• Extract provided
+ + + + +
At the PACIFICO conference in Japan, experts from industry, academia and government shared their experiences moving healthcare to digital management and sharing platforms.  In a session titled “Data governance: its importance in digital healthcare,” key leaders from public and private sectors discussed the growing role of digital data in transforming healthcare.  They also reviewed the measures to be taken by industries, governments and individuals to ensure fair use, security, protection and equitable healthcare solutions for all. The panel consisted of :

  • Prof. Makoto Suematsu, Professor, School of Medicine, Keio University
  • Keiichi Sato, Senior Director, Financial Services and Healthcare Industry
    Industries Transformation, Salesforce
  • Mr. Takuma Inamura, Director, Healthcare Industries Division, Ministry of Economy, Trade and Industry (METI)
+ + + + +
• Information given

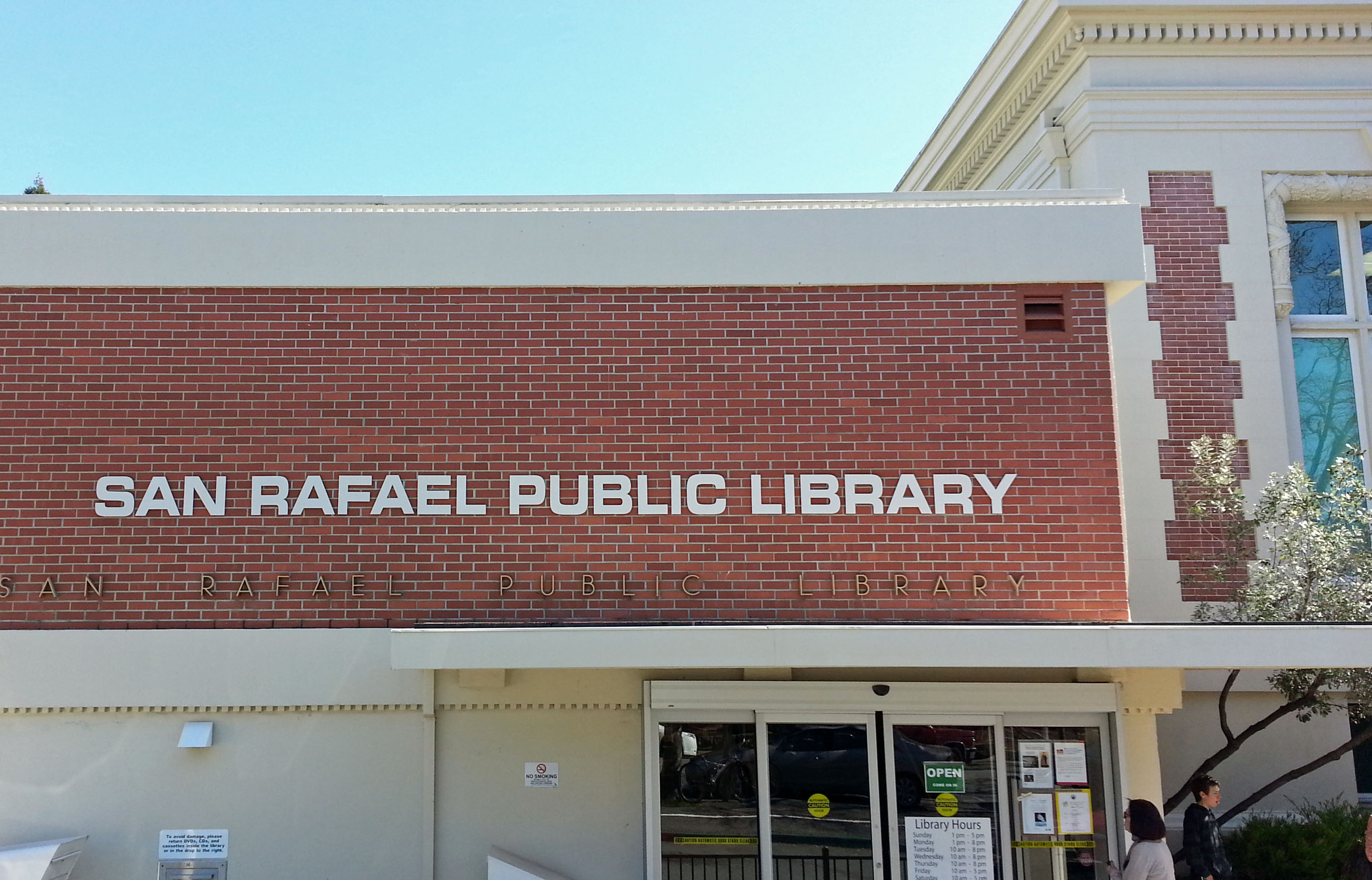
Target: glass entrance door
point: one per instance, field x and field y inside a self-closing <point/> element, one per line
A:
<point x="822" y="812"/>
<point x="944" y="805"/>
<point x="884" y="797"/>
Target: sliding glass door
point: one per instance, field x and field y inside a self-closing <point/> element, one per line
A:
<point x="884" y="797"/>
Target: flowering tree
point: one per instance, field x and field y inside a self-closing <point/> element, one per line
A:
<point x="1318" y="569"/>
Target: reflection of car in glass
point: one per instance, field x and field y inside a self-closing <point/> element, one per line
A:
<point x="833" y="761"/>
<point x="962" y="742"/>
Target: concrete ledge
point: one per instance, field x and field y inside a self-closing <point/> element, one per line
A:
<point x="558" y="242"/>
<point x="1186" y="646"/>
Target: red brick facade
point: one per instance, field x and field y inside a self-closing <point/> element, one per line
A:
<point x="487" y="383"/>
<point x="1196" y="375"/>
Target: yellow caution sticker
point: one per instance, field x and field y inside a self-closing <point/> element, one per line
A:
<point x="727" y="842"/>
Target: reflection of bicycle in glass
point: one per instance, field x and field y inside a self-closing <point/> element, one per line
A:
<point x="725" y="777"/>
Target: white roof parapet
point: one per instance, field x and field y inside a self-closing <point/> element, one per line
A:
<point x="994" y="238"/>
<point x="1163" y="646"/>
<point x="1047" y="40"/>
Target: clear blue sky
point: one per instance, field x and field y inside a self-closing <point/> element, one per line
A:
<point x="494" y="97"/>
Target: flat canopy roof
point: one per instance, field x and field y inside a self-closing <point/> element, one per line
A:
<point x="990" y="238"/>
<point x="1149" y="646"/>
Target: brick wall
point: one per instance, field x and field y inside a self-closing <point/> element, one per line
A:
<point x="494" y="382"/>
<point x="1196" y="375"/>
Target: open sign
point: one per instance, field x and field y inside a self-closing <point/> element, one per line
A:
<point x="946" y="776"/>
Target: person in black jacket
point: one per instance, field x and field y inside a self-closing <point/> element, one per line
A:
+ + + + +
• Problem 1
Set down the part of the PACIFICO conference passage between "At the PACIFICO" and "and Industry (METI)", inclusive.
• Problem 2
List the names of all the panel members given in the PACIFICO conference passage.
• Problem 3
Extend the PACIFICO conference passage past its last line.

• Exercise answer 1
At the PACIFICO conference in Japan, experts from industry, academia and government shared their experiences moving healthcare to digital management and sharing platforms.  In a session titled “Data governance: its importance in digital healthcare,” key leaders from public and private sectors discussed the growing role of digital data in transforming healthcare.  They also reviewed the measures to be taken by industries, governments and individuals to ensure fair use, security, protection and equitable healthcare solutions for all. The panel consisted of :

  • Prof. Makoto Suematsu, Professor, School of Medicine, Keio University
  • Keiichi Sato, Senior Director, Financial Services and Healthcare Industry
    Industries Transformation, Salesforce
  • Mr. Takuma Inamura, Director, Healthcare Industries Division, Ministry of Economy, Trade and Industry (METI)

• Exercise answer 2
Makoto Suematsu
Keiichi Sato
Takuma Inamura

• Exercise answer 3
  • Dr. Evren Eryurek, Director of Product Management at Google

 

Benefits of Global Data Sharing in Healthcare

 

Recalling the success of the network of Event Horizon Telescopes to capture the first image of the blackhole in 2020, Prof. Suematsu argued for a similar international multicentre collaboration to share patient data, which can help clinicians across the world treat their patients better. He mentioned Japan’s Initiative on Rare and Undiagnosed Diseases (IRUD) as a step in the right direction, an internationally compatible, comprehensive medical network that helps doctors share case data on undiagnosed cases and leverage the experience of others.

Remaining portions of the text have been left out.